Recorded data
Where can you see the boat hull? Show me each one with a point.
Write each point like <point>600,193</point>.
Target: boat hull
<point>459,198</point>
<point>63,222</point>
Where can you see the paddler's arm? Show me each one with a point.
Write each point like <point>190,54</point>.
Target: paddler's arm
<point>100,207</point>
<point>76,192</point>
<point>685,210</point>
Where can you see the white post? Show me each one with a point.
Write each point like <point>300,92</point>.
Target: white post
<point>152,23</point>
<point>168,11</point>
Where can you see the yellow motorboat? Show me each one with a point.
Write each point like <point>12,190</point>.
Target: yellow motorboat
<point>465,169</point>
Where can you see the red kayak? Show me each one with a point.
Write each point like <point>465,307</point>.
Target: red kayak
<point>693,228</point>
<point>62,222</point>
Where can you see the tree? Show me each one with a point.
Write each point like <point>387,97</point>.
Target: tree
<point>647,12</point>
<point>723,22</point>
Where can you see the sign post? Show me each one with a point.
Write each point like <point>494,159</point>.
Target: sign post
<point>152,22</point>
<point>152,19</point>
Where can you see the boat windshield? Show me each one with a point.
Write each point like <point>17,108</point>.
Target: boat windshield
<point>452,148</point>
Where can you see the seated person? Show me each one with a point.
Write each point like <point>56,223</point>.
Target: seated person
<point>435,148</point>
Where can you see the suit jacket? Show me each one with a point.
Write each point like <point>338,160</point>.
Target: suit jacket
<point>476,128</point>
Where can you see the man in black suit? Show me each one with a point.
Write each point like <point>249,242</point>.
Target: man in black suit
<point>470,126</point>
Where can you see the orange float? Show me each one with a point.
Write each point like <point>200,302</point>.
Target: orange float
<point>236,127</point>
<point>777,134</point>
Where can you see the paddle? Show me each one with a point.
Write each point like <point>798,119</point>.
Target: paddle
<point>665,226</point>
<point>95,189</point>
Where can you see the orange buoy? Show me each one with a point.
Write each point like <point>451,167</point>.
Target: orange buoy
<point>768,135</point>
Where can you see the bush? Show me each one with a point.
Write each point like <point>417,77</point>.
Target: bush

__Exercise directions__: Write out all records exactly, keeping every detail.

__Completed task__:
Where can you see the boat hull? Show me each one with a point.
Write each point like <point>600,193</point>.
Target: boat hull
<point>459,198</point>
<point>63,222</point>
Where can you see the paddler's arm? Show me each one with a point.
Write each point like <point>190,54</point>.
Target: paddler's arm
<point>100,207</point>
<point>76,192</point>
<point>685,210</point>
Where can you see the white post? Show me each one with a point.
Write each point like <point>300,92</point>.
Target: white post
<point>152,23</point>
<point>168,11</point>
Where can you see the yellow motorboat? Show me each one with a point.
Write each point like <point>12,190</point>.
Target: yellow motorboat
<point>465,169</point>
Where can you see the red kayak? Show me each one with a point.
Write each point like <point>465,307</point>.
Target: red kayak
<point>693,228</point>
<point>62,222</point>
Where can you see the tree? Show me each one with a point.
Write each point like <point>387,97</point>.
Target: tree
<point>647,12</point>
<point>723,22</point>
Where can you see the sign post? Show me each one with a point.
Write each point like <point>494,159</point>.
Target: sign post
<point>152,22</point>
<point>152,19</point>
Where can you see the boat windshield? Show me each one with a point.
Write each point like <point>17,108</point>.
Target: boat windshield
<point>452,148</point>
Where can you see the seated person? Show me each one with a point.
Write each point like <point>56,223</point>.
Target: seated person
<point>435,148</point>
Where can you see the suit jacket? Show me each one with a point.
Write each point like <point>338,160</point>.
Target: suit jacket
<point>476,128</point>
Where can you see the man in black suit? Show me each one with a point.
Write each point like <point>249,242</point>.
Target: man in black suit
<point>470,126</point>
Where can you see the orange float? Show me each one with a point.
Write each point like <point>200,302</point>.
Target: orange float
<point>236,127</point>
<point>777,134</point>
Where can you see the paddle? Show me each one with a point.
Write each point like <point>798,119</point>.
Target: paddle
<point>665,226</point>
<point>95,189</point>
Where can you see the orange buoy? Show me each one with a point.
Write each point like <point>451,167</point>.
Target: orange buoy
<point>768,135</point>
Where can you see the bush? Show me each one with a point.
Write each point like <point>417,77</point>.
Target: bush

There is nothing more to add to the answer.